▶ [SELECTED TEXT]
- - - -

Question

For $200$ mL of an aqueous solution of protein contains its $1.26$ g. The osmotic pressure of the solution at $300K$ is found to be $2.57 \times {10^{ - 3}}$ bar. The molar mass of the protein will be,
($R = 0.083Lbar{K^{ - 1}}mo{l^{ - 1}}$)
A.$61038$g/mol
B.$51022$g/mol
C.$122044$g/mol
D.$31011$g/mol

Answer 1

Hint: Osmotic pressure is a colligative property. Colligative properties depend upon the rato number of solute particles to the number of solvent molecules in a solution. Their value will be proportional to the number of particles of solute.

Complete step by step answer:
Osmosis is the movement of solvent through a selectively permeable membrane from a solution of low concentration to high concentration. Osmotic pressure is the minimum amount of pressure that must be applied on the solution side in order to prevent osmosis. The formula for osmotic pressure is,
$\pi = icRT$
Where $\pi $ is the osmotic pressure, i is vant-Hoff factor, c is concentration of solution, R is the gas constant and T is the temperature in Kelvin.
Concentration of solution can be written as,
$c = \dfrac{n}{V} = \dfrac{w}{{MV}}$
where
n = number of moles of solute
w = weight of solute in grams
M = molar mass of solute
V = volume of solution in litre.
Hence the equation for osmotic pressure is,
$\pi = \dfrac{{iwRT}}{{MV}}$
Given,
w $ = 1.26$g
$R = 0.083Lbar{K^{ - 1}}mo{l^{ - 1}}$
T $ = 300$ K
V $ = 200mL = 0.2L$
$\pi = 2.57 \times {10^{ - 3}}bar$
i for protein is $1$.
We need to find the molar mass of protein. The equation for molar mass is,
$M = \dfrac{{iwRT}}{{\pi V}}$
Let’s substitute the values in the above equation.
$M = \dfrac{{iwRT}}{{\pi V}} = \dfrac{{1 \times 1.26 \times 0.083 \times 300}}{{2.57 \times {{10}^{ - 3}} \times 0.2}} = 61038.91gmo{l^{ - 1}}$
Hence molar mass of protein is $61038g/mol$. Option A is correct.

Note:
Van't Hoff factor, it depends on the nature of the solute and solvent. Protein does not undergo association or dissociation in its aqueous solution. Hence the value of i is equal to unity. But some solutes undergo association /dissociation when dissolved in certain solvents. In those cases we need additional factors like degree of association/dissociation and number of particles into which one molecule associate/dissociate to calculate i.

- - - -

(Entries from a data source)

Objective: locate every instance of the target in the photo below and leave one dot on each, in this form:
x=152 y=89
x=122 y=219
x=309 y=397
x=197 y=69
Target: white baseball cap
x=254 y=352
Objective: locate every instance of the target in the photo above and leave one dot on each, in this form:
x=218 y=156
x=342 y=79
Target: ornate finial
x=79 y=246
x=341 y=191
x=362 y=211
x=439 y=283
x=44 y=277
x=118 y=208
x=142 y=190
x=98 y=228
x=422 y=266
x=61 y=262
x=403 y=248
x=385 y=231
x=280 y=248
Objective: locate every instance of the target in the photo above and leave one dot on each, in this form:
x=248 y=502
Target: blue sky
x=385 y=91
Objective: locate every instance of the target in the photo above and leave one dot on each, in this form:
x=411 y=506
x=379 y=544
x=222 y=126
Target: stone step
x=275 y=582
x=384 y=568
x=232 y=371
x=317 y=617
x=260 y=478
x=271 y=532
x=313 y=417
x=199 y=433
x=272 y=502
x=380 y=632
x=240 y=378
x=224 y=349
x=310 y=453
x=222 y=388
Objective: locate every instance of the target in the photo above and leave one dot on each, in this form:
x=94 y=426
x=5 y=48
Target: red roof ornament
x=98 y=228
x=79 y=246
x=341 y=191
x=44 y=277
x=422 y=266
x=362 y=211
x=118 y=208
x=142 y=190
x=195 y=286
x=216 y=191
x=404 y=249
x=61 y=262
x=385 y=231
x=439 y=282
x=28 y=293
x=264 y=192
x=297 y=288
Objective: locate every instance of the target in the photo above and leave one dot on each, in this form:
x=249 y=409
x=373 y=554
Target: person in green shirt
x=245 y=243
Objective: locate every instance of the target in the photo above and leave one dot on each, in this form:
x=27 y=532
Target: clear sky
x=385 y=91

- - - -

Quote the protein molar mass problem above word for word, everything from "Hint: Osmotic pressure" down to "particles of solute.".

Hint: Osmotic pressure is a colligative property. Colligative properties depend upon the rato number of solute particles to the number of solvent molecules in a solution. Their value will be proportional to the number of particles of solute.